What to do – Gather every row below that contains the string "water", copying each such row in full. Letter case counts when matching.

Record excerpts –

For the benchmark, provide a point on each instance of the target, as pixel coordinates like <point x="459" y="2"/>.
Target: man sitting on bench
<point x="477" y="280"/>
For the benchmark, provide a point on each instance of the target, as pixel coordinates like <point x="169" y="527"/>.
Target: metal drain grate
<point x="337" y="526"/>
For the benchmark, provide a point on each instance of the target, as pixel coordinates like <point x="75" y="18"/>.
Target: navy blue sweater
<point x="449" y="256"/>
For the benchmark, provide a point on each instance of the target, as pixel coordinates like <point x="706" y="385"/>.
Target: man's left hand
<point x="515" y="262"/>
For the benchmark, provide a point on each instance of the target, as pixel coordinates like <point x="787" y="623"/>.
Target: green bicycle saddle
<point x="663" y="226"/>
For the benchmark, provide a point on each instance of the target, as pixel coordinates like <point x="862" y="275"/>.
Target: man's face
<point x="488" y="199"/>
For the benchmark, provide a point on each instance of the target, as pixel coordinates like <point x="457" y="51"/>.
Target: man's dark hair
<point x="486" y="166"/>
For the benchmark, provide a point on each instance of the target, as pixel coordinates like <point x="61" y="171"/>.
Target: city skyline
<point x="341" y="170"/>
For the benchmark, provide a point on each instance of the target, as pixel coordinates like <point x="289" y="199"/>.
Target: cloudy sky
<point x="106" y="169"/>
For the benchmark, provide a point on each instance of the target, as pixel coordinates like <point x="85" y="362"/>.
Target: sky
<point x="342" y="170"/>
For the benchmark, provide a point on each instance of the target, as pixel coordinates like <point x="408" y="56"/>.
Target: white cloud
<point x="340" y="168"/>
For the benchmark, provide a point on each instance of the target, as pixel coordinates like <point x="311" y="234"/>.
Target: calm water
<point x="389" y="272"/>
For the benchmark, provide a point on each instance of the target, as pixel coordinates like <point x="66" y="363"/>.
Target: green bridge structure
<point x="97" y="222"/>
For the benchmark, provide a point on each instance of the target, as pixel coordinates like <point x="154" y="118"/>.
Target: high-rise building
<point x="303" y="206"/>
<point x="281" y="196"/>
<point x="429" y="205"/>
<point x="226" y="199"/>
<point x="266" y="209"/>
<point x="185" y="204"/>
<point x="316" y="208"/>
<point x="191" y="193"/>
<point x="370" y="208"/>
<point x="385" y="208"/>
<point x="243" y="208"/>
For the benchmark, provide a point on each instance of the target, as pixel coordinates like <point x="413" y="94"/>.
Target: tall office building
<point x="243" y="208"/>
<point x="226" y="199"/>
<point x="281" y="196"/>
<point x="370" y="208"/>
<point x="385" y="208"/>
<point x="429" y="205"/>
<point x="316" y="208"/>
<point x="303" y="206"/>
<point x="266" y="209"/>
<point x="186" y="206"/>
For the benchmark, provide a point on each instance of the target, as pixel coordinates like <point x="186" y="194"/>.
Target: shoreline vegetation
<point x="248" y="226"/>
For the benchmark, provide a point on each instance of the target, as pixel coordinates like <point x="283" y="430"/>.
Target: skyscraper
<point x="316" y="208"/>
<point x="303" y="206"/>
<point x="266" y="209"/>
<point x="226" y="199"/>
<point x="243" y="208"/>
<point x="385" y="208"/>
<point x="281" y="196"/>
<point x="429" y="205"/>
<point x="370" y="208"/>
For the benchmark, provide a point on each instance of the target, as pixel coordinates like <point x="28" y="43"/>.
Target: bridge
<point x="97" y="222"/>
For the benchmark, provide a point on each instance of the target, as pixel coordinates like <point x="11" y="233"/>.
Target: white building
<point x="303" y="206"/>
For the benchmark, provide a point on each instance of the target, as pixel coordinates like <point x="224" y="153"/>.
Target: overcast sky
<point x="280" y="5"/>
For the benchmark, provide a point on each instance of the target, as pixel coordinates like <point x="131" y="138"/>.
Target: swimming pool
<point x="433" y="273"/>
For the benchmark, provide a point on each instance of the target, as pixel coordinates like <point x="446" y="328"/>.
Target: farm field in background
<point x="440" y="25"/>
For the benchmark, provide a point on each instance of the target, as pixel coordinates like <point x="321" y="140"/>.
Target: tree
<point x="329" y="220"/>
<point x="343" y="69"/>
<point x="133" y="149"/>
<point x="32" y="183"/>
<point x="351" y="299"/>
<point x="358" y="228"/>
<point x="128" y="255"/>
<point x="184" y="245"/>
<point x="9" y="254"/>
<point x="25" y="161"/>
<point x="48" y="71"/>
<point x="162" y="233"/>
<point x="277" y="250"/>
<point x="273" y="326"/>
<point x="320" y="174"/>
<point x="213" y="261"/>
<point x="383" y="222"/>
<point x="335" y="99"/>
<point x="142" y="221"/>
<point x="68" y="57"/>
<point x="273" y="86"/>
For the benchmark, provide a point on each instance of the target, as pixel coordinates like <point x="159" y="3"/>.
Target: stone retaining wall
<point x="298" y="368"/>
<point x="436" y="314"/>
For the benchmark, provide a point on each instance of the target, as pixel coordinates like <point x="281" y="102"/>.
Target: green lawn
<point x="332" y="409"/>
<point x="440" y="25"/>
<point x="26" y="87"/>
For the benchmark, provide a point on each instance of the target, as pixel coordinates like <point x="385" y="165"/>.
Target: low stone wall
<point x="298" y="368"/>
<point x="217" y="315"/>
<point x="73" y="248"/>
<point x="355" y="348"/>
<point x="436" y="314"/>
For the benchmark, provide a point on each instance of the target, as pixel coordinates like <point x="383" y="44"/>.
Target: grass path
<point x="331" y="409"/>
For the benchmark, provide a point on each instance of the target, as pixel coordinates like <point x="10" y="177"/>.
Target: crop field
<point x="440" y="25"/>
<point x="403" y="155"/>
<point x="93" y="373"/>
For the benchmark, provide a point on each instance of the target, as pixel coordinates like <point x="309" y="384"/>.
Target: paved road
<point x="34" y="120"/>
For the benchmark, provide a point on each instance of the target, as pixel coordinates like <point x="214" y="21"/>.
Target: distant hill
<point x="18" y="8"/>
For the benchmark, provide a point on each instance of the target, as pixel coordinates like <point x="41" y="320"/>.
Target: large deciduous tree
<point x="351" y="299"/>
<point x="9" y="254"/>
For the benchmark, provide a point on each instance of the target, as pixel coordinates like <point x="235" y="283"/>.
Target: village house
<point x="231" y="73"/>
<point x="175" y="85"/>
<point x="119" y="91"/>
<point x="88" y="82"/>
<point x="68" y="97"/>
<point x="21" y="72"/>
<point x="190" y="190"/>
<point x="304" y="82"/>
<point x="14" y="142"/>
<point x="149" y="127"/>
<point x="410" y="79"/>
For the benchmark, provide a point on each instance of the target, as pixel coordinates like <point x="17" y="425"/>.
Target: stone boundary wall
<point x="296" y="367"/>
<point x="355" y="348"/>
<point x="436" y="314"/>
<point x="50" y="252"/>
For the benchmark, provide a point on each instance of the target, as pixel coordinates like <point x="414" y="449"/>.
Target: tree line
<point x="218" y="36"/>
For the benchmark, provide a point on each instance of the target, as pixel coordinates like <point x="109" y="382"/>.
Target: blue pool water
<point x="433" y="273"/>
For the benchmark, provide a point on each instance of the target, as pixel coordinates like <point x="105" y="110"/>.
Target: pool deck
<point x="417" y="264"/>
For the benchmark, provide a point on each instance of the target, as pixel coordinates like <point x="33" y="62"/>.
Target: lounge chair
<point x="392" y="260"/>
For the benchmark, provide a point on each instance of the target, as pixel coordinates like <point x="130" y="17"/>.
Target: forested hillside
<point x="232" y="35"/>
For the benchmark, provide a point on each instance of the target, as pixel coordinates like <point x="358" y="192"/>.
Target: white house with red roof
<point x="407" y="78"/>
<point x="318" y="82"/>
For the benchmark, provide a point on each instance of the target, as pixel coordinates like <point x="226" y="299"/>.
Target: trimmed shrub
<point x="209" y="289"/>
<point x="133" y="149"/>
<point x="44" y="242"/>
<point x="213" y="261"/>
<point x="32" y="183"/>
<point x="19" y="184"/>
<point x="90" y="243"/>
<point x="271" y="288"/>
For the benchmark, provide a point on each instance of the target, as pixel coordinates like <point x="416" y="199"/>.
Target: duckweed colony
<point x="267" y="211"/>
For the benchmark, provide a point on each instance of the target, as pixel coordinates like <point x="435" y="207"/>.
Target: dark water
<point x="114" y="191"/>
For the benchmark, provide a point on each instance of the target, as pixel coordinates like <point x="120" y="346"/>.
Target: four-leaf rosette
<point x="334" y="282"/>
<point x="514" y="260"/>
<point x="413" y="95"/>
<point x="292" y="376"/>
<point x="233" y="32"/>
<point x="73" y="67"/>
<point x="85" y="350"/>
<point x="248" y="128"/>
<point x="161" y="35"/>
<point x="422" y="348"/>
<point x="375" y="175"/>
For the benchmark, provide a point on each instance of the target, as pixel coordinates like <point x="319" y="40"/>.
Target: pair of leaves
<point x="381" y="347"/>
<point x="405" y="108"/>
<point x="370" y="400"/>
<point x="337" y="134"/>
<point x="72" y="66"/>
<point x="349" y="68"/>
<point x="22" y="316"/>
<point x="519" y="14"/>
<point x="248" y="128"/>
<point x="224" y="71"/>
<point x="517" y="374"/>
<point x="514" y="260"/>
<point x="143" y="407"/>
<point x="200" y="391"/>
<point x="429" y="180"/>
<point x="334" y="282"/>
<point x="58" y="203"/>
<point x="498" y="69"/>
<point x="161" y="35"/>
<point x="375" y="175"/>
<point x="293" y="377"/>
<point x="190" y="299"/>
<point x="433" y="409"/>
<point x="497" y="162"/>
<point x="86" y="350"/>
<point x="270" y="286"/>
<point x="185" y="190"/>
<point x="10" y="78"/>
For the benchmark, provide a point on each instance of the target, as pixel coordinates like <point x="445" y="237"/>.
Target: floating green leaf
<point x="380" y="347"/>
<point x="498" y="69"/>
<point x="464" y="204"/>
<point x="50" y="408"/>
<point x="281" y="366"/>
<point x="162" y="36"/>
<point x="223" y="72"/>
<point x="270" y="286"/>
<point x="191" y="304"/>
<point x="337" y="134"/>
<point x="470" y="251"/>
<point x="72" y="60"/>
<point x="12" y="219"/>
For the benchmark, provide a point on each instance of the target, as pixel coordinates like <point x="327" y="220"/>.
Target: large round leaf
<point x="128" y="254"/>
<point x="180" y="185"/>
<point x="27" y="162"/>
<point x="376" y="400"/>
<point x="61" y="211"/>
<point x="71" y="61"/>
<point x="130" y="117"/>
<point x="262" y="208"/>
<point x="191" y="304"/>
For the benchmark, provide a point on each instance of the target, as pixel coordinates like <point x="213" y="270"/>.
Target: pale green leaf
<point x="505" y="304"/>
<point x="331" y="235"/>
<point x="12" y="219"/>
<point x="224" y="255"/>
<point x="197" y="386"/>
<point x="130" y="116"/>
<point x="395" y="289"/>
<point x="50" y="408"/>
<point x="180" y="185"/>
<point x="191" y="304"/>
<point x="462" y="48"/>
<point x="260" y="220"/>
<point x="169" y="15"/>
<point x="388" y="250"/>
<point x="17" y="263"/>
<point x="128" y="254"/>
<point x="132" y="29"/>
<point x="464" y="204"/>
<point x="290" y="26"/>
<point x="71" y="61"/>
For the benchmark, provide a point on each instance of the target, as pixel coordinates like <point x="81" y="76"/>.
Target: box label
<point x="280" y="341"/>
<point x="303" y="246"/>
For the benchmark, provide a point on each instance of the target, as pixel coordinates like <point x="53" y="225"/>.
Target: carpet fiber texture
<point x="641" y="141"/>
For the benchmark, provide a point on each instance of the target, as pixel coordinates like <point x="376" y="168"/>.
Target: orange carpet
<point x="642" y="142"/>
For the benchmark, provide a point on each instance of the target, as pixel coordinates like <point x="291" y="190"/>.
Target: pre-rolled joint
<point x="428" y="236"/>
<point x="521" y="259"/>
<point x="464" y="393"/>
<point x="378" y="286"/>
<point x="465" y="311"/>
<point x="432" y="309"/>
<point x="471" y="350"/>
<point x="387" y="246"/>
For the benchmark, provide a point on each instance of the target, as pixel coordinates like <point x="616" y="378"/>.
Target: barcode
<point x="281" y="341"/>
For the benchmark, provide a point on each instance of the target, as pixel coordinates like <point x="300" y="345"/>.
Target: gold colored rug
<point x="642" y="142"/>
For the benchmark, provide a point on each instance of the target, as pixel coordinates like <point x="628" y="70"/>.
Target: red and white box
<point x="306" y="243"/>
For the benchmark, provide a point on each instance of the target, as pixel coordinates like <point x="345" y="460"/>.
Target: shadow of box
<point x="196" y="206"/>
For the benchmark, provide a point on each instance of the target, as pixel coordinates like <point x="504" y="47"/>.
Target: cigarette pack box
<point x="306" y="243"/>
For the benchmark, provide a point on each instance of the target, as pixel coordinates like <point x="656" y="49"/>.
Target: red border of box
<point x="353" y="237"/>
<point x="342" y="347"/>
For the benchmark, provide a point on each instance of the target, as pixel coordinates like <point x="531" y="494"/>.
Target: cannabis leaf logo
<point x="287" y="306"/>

Solved problem –
Target: calm water
Target: blue pool water
Target: dark water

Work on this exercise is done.